─── DOCUMENT SECTION ───
Japan’s top three shipping companies, Mitsui OSK Lines (MOL), NYK Line, and K Line are working through the Japanese Shipowners’ Association to get the government to negotiate with the authorities of other countries to allow crew changes amid the COVID-19 pandemic.
The companies have publicly disclosed how the COVID-19-linked worldwide travel restrictions have prevented crew change, resulting in seafarers and marine engineers having to work for longer periods on board.
MOL managed to arrange change-overs for four Japanese crew members on one of its mega container ships, MOL Triumph, when the vessel arrived in Rotterdam, Netherlands, on 12 June 2020. Six days later, two replacement crew members boarded MOL Triumph when the 20,170 teu ship arrived in Southampton, England.
MOL’s crew members, including marine engineers, have standard onboard employment periods of six months, with three months of shore leave thereafter. However, the travel restrictions have caused crew members to work on MOL’s ships for at least nine months.
─── RECORDED INFORMATION ───
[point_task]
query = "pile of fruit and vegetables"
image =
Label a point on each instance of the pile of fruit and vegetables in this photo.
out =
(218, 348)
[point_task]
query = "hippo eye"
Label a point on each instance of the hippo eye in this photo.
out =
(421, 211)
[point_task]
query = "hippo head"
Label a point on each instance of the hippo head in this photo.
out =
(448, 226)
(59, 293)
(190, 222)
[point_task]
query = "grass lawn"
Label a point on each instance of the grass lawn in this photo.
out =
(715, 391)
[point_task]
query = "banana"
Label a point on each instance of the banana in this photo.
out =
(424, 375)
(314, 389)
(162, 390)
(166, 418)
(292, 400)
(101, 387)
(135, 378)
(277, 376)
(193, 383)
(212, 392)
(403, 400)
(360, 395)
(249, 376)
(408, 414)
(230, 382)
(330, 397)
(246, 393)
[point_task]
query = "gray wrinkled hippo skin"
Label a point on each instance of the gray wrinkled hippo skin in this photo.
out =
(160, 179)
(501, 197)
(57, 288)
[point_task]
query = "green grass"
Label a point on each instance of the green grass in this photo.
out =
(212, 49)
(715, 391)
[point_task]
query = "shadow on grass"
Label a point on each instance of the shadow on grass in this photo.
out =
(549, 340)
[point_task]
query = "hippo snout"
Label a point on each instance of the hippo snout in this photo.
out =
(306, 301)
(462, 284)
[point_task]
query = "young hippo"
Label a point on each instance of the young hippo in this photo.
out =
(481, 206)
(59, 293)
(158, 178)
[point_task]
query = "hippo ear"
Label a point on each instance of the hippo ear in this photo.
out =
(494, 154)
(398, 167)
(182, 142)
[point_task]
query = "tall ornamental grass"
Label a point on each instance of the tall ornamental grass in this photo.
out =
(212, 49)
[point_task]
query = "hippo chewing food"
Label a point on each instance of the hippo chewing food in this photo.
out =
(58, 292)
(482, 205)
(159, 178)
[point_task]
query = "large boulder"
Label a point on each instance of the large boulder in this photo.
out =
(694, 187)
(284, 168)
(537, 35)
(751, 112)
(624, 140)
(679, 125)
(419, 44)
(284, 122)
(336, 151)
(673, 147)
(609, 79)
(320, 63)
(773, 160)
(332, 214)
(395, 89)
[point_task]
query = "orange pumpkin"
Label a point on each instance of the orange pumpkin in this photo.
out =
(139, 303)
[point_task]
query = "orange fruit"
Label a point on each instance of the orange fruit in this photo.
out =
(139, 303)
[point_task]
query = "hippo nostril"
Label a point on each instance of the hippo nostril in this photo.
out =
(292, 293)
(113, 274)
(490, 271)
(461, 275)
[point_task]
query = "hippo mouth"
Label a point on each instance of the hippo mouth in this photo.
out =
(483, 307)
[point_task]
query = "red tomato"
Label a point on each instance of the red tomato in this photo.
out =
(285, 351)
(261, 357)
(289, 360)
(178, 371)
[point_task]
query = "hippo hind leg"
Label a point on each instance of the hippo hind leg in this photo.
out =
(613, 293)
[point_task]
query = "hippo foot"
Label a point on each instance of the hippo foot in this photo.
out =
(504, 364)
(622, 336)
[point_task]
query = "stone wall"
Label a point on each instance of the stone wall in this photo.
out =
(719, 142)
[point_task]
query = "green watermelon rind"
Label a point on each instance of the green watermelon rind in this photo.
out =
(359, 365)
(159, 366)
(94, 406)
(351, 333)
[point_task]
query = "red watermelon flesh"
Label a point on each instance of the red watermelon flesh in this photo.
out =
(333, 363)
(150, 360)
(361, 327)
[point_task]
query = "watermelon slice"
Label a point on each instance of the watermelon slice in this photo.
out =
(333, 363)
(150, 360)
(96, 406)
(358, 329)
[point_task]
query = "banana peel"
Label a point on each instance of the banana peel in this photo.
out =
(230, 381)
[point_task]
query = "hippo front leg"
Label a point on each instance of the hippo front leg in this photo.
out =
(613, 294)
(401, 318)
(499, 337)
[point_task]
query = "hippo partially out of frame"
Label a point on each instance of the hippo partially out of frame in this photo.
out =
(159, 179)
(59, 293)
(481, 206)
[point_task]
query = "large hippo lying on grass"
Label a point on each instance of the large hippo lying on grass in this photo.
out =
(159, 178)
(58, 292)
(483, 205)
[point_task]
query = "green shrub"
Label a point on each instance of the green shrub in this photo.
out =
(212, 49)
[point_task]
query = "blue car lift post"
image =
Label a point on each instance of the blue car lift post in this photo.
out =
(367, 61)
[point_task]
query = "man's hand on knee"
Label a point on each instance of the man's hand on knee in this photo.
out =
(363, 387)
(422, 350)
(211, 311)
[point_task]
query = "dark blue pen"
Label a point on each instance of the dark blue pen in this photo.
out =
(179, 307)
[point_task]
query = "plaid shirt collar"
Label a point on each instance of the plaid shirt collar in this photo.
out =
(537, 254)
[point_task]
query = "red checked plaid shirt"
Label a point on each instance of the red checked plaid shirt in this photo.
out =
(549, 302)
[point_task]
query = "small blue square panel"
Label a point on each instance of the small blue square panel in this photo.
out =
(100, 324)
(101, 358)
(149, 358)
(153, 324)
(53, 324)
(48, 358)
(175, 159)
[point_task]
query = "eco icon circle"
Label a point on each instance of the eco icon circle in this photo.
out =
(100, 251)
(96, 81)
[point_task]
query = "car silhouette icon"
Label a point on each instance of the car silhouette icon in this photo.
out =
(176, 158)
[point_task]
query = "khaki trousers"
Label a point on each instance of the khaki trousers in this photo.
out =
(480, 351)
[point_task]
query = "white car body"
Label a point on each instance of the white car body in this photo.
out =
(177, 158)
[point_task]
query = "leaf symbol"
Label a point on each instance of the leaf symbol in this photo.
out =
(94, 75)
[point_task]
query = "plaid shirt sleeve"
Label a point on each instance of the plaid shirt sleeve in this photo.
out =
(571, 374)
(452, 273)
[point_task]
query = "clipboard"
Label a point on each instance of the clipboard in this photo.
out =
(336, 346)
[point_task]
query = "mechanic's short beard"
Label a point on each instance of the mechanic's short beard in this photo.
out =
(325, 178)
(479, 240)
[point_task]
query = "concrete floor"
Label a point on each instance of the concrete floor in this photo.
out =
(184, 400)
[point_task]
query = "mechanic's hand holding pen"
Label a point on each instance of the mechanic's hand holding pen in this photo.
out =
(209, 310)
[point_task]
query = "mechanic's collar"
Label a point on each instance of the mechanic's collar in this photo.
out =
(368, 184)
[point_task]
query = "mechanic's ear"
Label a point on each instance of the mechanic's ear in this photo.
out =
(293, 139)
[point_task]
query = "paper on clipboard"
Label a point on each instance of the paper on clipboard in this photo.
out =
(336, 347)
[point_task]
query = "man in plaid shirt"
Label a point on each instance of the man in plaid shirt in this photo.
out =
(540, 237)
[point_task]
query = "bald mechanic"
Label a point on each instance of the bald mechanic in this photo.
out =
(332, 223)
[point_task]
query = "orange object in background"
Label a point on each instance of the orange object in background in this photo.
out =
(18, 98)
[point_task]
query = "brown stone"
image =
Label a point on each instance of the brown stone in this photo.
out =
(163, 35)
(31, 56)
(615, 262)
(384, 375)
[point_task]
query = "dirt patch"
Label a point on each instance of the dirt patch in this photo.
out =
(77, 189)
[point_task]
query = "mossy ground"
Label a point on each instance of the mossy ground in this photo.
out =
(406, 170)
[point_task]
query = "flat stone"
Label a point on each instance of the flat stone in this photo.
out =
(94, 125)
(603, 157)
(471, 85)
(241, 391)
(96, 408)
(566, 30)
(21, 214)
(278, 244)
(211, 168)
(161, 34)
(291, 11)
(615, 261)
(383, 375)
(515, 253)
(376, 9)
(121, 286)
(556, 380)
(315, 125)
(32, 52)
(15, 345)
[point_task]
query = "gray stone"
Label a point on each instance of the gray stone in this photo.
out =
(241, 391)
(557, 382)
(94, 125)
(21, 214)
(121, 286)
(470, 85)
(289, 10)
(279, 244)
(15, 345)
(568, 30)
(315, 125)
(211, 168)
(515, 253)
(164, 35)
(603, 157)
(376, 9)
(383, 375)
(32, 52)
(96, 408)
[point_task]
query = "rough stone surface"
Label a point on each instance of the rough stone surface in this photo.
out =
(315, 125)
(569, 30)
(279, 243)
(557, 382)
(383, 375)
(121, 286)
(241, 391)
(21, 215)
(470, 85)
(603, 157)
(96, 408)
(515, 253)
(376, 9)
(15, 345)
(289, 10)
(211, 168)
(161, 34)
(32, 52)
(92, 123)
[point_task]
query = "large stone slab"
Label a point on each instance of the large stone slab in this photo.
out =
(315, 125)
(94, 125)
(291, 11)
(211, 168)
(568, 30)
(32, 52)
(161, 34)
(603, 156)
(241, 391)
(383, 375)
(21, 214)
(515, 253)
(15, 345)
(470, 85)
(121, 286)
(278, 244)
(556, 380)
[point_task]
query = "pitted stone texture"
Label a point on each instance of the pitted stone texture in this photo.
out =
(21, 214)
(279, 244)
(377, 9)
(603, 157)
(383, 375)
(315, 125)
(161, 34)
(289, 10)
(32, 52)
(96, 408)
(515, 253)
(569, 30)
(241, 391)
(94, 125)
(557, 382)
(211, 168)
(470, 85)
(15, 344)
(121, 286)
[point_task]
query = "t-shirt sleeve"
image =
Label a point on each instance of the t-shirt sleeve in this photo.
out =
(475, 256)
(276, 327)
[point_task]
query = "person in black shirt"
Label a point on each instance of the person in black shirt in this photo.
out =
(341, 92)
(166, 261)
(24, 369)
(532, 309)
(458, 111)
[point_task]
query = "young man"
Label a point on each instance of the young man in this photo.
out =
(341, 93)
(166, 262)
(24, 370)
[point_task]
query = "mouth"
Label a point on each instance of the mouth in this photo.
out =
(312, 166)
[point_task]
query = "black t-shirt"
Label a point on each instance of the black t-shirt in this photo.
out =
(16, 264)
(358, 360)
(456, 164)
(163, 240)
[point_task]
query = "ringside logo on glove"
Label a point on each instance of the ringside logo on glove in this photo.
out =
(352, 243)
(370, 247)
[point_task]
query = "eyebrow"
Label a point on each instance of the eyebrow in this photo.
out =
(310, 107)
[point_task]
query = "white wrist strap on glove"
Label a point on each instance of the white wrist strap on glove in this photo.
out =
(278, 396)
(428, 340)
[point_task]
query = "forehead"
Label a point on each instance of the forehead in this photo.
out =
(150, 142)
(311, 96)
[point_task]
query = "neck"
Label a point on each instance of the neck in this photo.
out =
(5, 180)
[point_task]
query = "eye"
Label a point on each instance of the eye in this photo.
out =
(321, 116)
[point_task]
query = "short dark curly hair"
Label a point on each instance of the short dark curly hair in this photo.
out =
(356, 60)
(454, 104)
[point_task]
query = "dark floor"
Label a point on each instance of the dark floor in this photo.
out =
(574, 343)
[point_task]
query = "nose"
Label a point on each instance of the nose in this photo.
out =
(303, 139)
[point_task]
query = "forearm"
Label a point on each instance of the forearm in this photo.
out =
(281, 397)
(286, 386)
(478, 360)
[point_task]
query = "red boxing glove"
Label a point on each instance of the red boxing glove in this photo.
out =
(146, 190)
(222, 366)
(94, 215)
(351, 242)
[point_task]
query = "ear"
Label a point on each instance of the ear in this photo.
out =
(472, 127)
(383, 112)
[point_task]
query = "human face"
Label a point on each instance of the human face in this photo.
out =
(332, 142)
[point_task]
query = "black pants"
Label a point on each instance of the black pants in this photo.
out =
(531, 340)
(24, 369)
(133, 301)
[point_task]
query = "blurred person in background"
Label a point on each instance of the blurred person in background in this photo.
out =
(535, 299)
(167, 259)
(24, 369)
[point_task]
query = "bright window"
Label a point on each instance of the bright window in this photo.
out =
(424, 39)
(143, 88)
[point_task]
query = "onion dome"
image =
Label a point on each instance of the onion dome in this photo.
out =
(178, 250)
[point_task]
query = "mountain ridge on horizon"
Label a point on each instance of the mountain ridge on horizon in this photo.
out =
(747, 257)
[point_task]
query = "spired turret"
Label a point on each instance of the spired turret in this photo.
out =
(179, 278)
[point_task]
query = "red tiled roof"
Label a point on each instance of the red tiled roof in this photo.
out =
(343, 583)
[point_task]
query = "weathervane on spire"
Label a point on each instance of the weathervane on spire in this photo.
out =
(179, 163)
───
Rewrite the report on crew changes, starting at the words "MOL managed to" and stopping after "least nine months.", with "crew members" replaced by "seafarers".

SOLUTION FOR THIS EXERCISE:
MOL managed to arrange change-overs for four Japanese seafarers on one of its mega container ships, MOL Triumph, when the vessel arrived in Rotterdam, Netherlands, on 12 June 2020. Six days later, two replacement seafarers boarded MOL Triumph when the 20,170 teu ship arrived in Southampton, England.
MOL’s seafarers, including marine engineers, have standard onboard employment periods of six months, with three months of shore leave thereafter. However, the travel restrictions have caused seafarers to work on MOL’s ships for at least nine months.